[Lesetext]
Und sie sind mit Leidenschaft dabei: „Ich mag den Kontakt zu den Menschen“, sagt Elisabeth Hellinger. Sie verteilt an diesem Nachmittag Backwaren wie Semmeln und Croissants an die Nutzer. „Man kommt ins Gespräch, die Leute erzählen dann, wie es ihnen geht und bedanken sich für unsere Mühe.“ Auch Wolfgang Ebert, der die Warenspenden gemeinsam mit seinen Fahrerkollegen mehrmals wöchentlich bei den lokalen Händlern abholt, hat in der Trostberger Tafel eine bereichernde Arbeit gefunden: „Ich helfe und diene gerne, von dem her passt das gut zusammen. Es ist eine schöne Aufgabe.“ Aber auch die beiden Ehrenamtlichen merken, dass weniger Lebensmittel verfügbar sind, die Nachfrage gleichzeitig aber steigt.

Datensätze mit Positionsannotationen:
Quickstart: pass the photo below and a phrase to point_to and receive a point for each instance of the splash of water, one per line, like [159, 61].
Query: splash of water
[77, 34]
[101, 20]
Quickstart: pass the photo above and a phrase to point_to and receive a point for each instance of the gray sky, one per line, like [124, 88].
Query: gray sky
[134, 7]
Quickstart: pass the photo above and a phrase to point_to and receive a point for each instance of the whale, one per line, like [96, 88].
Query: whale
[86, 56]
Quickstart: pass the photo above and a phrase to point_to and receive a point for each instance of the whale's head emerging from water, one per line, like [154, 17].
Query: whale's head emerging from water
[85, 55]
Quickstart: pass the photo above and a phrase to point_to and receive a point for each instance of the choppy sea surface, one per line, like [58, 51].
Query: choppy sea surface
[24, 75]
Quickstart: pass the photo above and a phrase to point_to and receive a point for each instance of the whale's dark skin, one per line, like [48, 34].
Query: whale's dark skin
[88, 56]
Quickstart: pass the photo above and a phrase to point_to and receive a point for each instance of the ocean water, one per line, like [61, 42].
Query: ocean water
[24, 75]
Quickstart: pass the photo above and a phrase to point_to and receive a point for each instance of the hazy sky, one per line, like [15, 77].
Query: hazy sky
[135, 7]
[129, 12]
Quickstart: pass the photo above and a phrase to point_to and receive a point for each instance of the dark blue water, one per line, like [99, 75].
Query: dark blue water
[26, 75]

---

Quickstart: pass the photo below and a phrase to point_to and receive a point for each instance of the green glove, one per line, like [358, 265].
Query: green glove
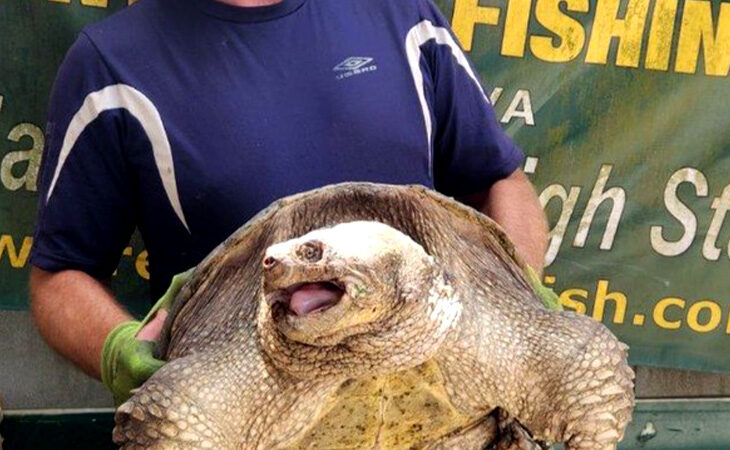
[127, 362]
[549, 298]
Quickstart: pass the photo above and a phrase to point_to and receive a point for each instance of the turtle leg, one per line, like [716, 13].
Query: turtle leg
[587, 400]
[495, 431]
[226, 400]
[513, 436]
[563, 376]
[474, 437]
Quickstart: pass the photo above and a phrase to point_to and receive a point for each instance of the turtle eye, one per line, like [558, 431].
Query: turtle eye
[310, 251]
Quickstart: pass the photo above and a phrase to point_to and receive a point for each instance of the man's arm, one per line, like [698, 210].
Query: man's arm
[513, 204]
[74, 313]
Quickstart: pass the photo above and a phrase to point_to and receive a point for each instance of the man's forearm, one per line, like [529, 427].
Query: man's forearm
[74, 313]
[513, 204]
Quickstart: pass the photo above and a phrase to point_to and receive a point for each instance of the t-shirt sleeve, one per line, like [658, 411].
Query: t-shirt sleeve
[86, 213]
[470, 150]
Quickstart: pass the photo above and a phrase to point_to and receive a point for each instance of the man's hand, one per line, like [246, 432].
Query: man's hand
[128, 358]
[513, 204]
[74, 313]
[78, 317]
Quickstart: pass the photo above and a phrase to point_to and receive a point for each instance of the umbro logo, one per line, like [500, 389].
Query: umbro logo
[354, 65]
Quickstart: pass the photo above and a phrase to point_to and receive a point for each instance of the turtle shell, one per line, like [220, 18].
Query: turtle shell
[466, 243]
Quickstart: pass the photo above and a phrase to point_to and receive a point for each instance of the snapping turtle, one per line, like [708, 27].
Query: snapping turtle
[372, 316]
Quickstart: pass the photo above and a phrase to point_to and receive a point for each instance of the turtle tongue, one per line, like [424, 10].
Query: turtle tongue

[Aufgabe A]
Welche Backwaren verteilt Elisabeth Hellinger laut dem Lesetext an diesem Nachmittag?
[Aufgabe B]
Formatiere in den Datensätzen den Abschnitt von der Zeile mit „like [708, 27].“ bis einschließlich der Zeile mit „Query: turtle tongue“ als JSON-Liste von Zeichenketten, eine pro Zeile und ohne Leerzeilen.
Lesetext und Datensätze sind voneinander unabhängiges Material.

[Endergebnis A]
Semmeln und Croissants.

[Endergebnis B]
[
  "Quickstart: pass the photo above and a phrase to point_to and receive a point for each instance of the snapping turtle, one per line, like [708, 27].",
  "Query: snapping turtle",
  "[372, 316]",
  "Quickstart: pass the photo above and a phrase to point_to and receive a point for each instance of the turtle tongue, one per line, like [424, 10].",
  "Query: turtle tongue"
]